*** SELECTED EXCERPT ***

We did, and we found some bugs along the way. Some slipped through. The biggest user complaint is white space and that is being addressed as Nate has said. Bad HTML is bad HTML. If a user generates bad HTML, then they should fix it.

The problem here isn't simply correcting bad html, but recognition that any number of users may have supplied bad html, through whatever tools they used to create it, and the site (even HTMLTidy) has been effectively ok with it for years. And so there is a well-grounded and accustomed significant user base with potentially bad html. Thus, any roll out of a major design change MUST recognize that the custom-created cache descriptions for a potentially significant user-base will become botched. If GS rolled it out knowing that, then fine - I still think that was a dumb business decision. But if they didn't think of that, or beta testers said "all's good with me" instead of thinking about the customer base a whole - I would have a major problem with the process, at least as the beta test is limited and focused, and not a general public beta.

*** ENTRIES SUPPLIED ***

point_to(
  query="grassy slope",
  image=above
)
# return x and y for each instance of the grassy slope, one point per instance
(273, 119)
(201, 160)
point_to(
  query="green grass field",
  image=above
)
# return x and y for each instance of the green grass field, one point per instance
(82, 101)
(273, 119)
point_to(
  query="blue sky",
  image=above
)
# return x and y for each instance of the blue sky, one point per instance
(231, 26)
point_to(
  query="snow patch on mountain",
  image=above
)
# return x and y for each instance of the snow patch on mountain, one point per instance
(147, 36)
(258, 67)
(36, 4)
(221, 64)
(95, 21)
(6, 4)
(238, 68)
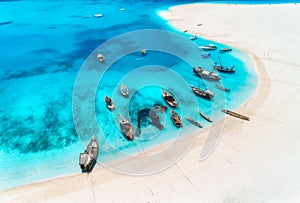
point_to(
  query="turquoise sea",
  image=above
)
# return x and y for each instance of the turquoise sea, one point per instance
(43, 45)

***
*** ENTRIES SUPPLIED ***

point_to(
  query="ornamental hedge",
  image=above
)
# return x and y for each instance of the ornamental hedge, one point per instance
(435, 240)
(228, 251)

***

▶ [REQUIREMENTS]: Continue the forum post about the redesign and cache descriptions with bad HTML, starting after its last sentence.

▶ [RESULT]:
And by knowing the details of the update, I mean specifically realizing that a global CSS change will affect custom HTML - especially bad html - for any number of user-generated content pages.

There's still no getting past the fact that there was no public, global notice of the change (acknowledging all of the above - user-gen content and the potential effects of the design updates on it) before it happened (and I don't mean a relatively hidden thread somewhere in the forums that a tiny fraction of users frequent let alone use).

 

All that said, I realize what's done is done, and the crew is working hard to rectify the situation as quick as possible. I'm not whining, I'm simply pointing out where a process could have been carried out better in order to satisfy and prepare the paying customer userbase, and assuage any possible anger against Groundspeak.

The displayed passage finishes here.